Task objective - Convert the items below into a two-column CSV with the header instruction,keypoints, one row per item. Put each item's full text in the first column and its answer in the second, enclose every field in double quotes, and replace any line breaks inside a field with spaces.

Provided information -
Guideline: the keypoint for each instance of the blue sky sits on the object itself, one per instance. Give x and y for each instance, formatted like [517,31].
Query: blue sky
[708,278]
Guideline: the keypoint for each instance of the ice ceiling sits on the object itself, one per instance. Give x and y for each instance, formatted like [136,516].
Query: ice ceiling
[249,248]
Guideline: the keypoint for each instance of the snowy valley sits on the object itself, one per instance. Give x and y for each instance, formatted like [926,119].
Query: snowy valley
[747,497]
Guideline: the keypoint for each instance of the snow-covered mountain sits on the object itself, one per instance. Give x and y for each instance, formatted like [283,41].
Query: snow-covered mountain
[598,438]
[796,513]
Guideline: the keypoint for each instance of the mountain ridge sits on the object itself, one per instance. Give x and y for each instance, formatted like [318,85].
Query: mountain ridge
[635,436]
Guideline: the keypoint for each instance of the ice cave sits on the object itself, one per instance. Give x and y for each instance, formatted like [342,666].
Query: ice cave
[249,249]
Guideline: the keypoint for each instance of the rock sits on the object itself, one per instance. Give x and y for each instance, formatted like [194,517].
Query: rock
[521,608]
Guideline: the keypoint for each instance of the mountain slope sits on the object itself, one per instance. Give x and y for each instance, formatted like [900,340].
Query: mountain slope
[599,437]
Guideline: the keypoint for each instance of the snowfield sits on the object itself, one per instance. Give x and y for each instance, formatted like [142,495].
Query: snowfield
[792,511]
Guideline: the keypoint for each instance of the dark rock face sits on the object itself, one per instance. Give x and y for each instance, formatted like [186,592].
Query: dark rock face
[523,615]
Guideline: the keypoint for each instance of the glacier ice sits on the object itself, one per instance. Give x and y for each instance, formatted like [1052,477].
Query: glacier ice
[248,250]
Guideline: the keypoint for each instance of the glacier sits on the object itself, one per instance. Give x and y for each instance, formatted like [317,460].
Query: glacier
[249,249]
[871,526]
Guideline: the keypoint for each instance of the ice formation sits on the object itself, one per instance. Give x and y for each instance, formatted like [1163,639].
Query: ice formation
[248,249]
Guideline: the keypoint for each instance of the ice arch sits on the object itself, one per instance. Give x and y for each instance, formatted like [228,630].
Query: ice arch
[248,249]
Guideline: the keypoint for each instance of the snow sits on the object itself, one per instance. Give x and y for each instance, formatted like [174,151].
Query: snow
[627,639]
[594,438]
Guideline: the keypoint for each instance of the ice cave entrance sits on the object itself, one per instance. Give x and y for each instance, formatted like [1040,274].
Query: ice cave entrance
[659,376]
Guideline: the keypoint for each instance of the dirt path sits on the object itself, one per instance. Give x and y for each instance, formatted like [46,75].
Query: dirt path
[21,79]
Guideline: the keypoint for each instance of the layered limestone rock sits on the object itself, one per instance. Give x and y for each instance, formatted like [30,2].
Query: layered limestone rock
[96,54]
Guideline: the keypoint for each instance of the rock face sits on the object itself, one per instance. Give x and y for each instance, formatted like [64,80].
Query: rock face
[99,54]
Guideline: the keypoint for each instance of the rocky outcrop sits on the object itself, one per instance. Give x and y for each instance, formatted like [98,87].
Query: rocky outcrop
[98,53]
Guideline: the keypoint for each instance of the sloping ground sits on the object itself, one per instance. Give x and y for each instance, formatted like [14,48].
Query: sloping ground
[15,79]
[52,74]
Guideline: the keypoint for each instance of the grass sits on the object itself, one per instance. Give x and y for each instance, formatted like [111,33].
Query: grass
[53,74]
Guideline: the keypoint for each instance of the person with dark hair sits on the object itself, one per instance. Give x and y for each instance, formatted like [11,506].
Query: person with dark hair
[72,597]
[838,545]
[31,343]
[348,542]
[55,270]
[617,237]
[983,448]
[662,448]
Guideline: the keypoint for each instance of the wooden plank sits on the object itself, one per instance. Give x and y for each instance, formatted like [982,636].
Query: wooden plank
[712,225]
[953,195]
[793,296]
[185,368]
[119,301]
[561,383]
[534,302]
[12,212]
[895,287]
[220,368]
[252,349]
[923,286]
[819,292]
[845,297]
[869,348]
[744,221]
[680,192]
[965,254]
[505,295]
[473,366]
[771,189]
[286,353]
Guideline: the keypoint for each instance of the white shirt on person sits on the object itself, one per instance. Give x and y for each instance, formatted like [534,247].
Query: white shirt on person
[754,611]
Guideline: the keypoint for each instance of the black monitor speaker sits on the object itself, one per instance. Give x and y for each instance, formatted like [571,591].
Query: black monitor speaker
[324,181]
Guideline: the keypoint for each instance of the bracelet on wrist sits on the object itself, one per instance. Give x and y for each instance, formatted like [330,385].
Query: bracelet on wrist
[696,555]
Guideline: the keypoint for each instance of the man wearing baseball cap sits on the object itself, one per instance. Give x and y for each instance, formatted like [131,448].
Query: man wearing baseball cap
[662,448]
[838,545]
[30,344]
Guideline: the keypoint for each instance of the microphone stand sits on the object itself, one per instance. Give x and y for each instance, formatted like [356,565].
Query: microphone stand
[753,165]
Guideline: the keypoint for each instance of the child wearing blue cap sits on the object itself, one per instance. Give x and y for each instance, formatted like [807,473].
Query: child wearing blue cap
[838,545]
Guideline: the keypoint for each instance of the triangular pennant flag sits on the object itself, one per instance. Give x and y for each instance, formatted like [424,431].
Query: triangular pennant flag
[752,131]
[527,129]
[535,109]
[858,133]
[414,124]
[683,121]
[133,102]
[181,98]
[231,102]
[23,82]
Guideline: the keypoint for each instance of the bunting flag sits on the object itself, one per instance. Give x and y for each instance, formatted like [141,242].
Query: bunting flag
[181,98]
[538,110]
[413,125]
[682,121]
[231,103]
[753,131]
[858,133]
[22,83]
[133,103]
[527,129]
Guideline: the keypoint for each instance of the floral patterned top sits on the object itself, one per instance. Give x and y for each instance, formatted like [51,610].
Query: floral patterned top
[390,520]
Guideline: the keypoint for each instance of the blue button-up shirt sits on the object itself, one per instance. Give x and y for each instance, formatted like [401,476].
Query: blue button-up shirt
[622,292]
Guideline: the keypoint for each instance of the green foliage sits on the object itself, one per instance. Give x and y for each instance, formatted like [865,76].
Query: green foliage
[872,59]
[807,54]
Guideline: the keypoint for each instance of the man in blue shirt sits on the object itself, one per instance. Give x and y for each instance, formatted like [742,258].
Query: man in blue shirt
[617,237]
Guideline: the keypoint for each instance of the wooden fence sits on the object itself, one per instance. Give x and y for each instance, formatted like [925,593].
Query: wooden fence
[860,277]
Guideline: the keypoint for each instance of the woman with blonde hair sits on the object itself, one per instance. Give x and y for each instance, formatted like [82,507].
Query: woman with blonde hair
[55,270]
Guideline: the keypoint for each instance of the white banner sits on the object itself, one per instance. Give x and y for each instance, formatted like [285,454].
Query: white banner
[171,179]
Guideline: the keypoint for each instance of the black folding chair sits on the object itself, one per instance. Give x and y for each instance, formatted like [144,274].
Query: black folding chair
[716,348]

Exercise solution -
instruction,keypoints
"Guideline: the keypoint for each instance of the blue sky sits on the object itself, one per instance. Give x and y for each instance, formatted like [517,31]. Query: blue sky","[708,278]"
"Guideline: the keypoint for each instance of the ice ceiling sits on the object itself, one per instance. Give x and y for each instance, formatted like [136,516]. Query: ice ceiling","[249,248]"
"Guideline: the keypoint for each instance of the snowy valley sits on the object itself, one per instance. Give x and y for each instance, formatted like [926,119]. Query: snowy valley","[747,497]"
"Guideline: the keypoint for each instance of the snow-covered mountain sits on the object itself, one per instance. Give x and y for each instance, formatted like [283,41]. Query: snow-covered mountain","[598,438] [796,513]"
"Guideline: the keypoint for each instance of the mountain ridge sits on the object itself, one per instance. Give x and y for each instance, formatted like [318,85]. Query: mountain ridge","[635,436]"
"Guideline: the keypoint for each instance of the ice cave sits on the object itself, one per instance. Give x and y for each instance, formatted like [342,666]. Query: ice cave","[249,249]"
"Guideline: the keypoint for each instance of the rock sits on the object itself, one per instance. Give x and y for each instance, formatted like [194,517]. Query: rock","[521,608]"
"Guideline: the keypoint for each instance of the mountain slope sits on the object itself, one per instance. Give x and y for each instance, formatted like [900,340]. Query: mountain slope","[599,437]"
"Guideline: the keypoint for each instance of the snowfield sits on the object itself, one per instance. Give x and y for each instance, formatted like [142,495]. Query: snowfield","[792,511]"
"Guideline: the keypoint for each instance of the dark rock face sits on the object itself, one per instance. Give x and y for each instance, formatted like [186,592]. Query: dark rock face","[523,615]"
"Guideline: the keypoint for each instance of the glacier ice sits on the object itself, one per instance. Give x and y for each instance, formatted like [1052,477]. Query: glacier ice","[248,250]"
"Guideline: the keypoint for each instance of the glacier sits on the object itself, one per instance. Give x and y for each instance, formatted like [317,460]. Query: glacier","[249,249] [871,526]"
"Guideline: the keypoint for each instance of the ice formation sits on the object itself, one per instance. Give x and y for each instance, formatted like [1163,639]. Query: ice formation","[248,249]"
"Guideline: the keypoint for each instance of the ice arch sits on the object itself, one per instance. Give x and y for each instance, formatted like [228,630]. Query: ice arch","[248,249]"
"Guideline: the keypoint for each instance of the snow sits on the object itself, one per instance. Give x and y for each instance, formatted like [174,151]. Query: snow","[627,639] [594,438]"
"Guideline: the keypoint for each instance of the ice cave entrance sits on the object itself, one per instance. Give x and y for each instance, formatted like [1040,274]. Query: ice cave entrance","[659,376]"
"Guideline: the keypoint for each instance of the dirt path sits on the object itself, one per instance. Give x and y for each instance, formatted like [46,75]. Query: dirt path","[21,79]"
"Guideline: the keypoint for each instance of the layered limestone rock sits on the object itself, one per instance. Give x and y for each instance, formatted like [30,2]. Query: layered limestone rock","[96,54]"
"Guideline: the keypoint for each instance of the rock face sits on the object itself, one per instance. Give x and y for each instance, formatted like [64,80]. Query: rock face","[99,54]"
"Guideline: the keypoint for each instance of the rocky outcrop sits on the object itself, one per instance. Give x and y for each instance, formatted like [98,87]. Query: rocky outcrop","[98,53]"
"Guideline: the keypoint for each instance of the sloping ground sits on the object itself, one per instance. Give x and y for each instance, formatted like [14,48]. Query: sloping ground","[15,79] [52,74]"
"Guideline: the keypoint for each instance of the grass sits on the object itself, one per instance. Give x and y for each instance, formatted like [111,33]. Query: grass","[53,74]"
"Guideline: the keypoint for each instance of the person with dark hair sits on the object itself, one per instance. Give x and y for each instance, formatted like [11,506]. Query: person with dark hair","[72,597] [838,545] [31,343] [348,542] [55,270] [617,237] [983,448] [662,448]"
"Guideline: the keypoint for each instance of the wooden plank sits on the object itself, one per instance. Give x and y for each instance, formatted like [982,636]. Query: wooden plank","[712,225] [953,195] [793,296] [185,368] [119,301] [561,383] [534,302] [12,212] [895,287] [220,368] [252,349] [923,286] [819,292] [845,297] [869,348] [744,221] [680,192] [965,254] [505,295] [473,366] [771,189] [286,353]"
"Guideline: the keypoint for each instance of the white shirt on person sits on the object itself, one per instance. Give x and y for each instance, formatted like [534,247]. Query: white shirt on person","[754,611]"
"Guideline: the keypoint for each instance of the black monitor speaker sits on the object itself, one per instance. Give x and y for each instance, formatted like [571,591]. Query: black monitor speaker","[324,181]"
"Guideline: the keypoint for each instance of the bracelet on wrist sits on the object itself, one per instance. Give x and y for each instance, formatted like [330,385]. Query: bracelet on wrist","[696,555]"
"Guideline: the keypoint for each instance of the man wearing baseball cap sits on the object itself, one per instance. Give x and y for each instance, formatted like [131,448]. Query: man wearing baseball cap","[662,448] [838,545] [30,344]"
"Guideline: the keypoint for each instance of the microphone stand sits on the object itself, one per instance. Give x and y for each instance, formatted like [356,565]. Query: microphone stand","[753,165]"
"Guideline: the keypoint for each instance of the child wearing blue cap sits on the object itself, one per instance. Give x and y for each instance, formatted like [807,473]. Query: child wearing blue cap","[838,545]"
"Guideline: the keypoint for each instance of the triangular pennant flag sits on the object itself, one per instance. Give x and y for each instance, formatted like [424,431]. Query: triangular pennant flag","[752,131] [527,129] [535,109] [858,133] [414,124] [683,121] [133,102] [181,98] [231,102] [23,82]"
"Guideline: the keypoint for each instance of the bunting flag sits on the object itself, one per instance. Give x and y for each instance, formatted like [141,242]. Query: bunting flag","[181,98] [538,110] [413,125] [682,121] [231,103] [753,131] [858,133] [22,83] [133,103] [527,129]"
"Guideline: the keypoint for each instance of the floral patterned top sits on the object itself, one per instance. Give x and y for each instance, formatted like [51,610]. Query: floral patterned top","[390,520]"
"Guideline: the keypoint for each instance of the blue button-up shirt sits on the object itself, one per instance. Give x and y for each instance, formatted like [401,476]. Query: blue button-up shirt","[622,292]"
"Guideline: the keypoint for each instance of the green foliage sits on the object itself, one per instance. Give x and y for each instance, formatted like [865,76]. Query: green foliage","[872,59] [807,54]"
"Guideline: the keypoint for each instance of the man in blue shirt sits on the object itself, one per instance. Give x and y for each instance, formatted like [742,258]. Query: man in blue shirt","[617,237]"
"Guideline: the keypoint for each instance of the wooden fence sits on the object itself, one per instance. Give x and y for each instance, formatted like [925,593]. Query: wooden fence","[860,277]"
"Guideline: the keypoint for each instance of the woman with blonde hair sits on the object itself, one per instance. Give x and y for each instance, formatted like [82,507]. Query: woman with blonde hair","[55,270]"
"Guideline: the keypoint for each instance of the white banner sits on the object itself, one per instance. Give x and y for each instance, formatted like [285,454]. Query: white banner","[171,179]"
"Guideline: the keypoint for each instance of the black folding chair sits on the object itself, one per instance. Give x and y for each instance, formatted like [144,274]. Query: black folding chair","[716,348]"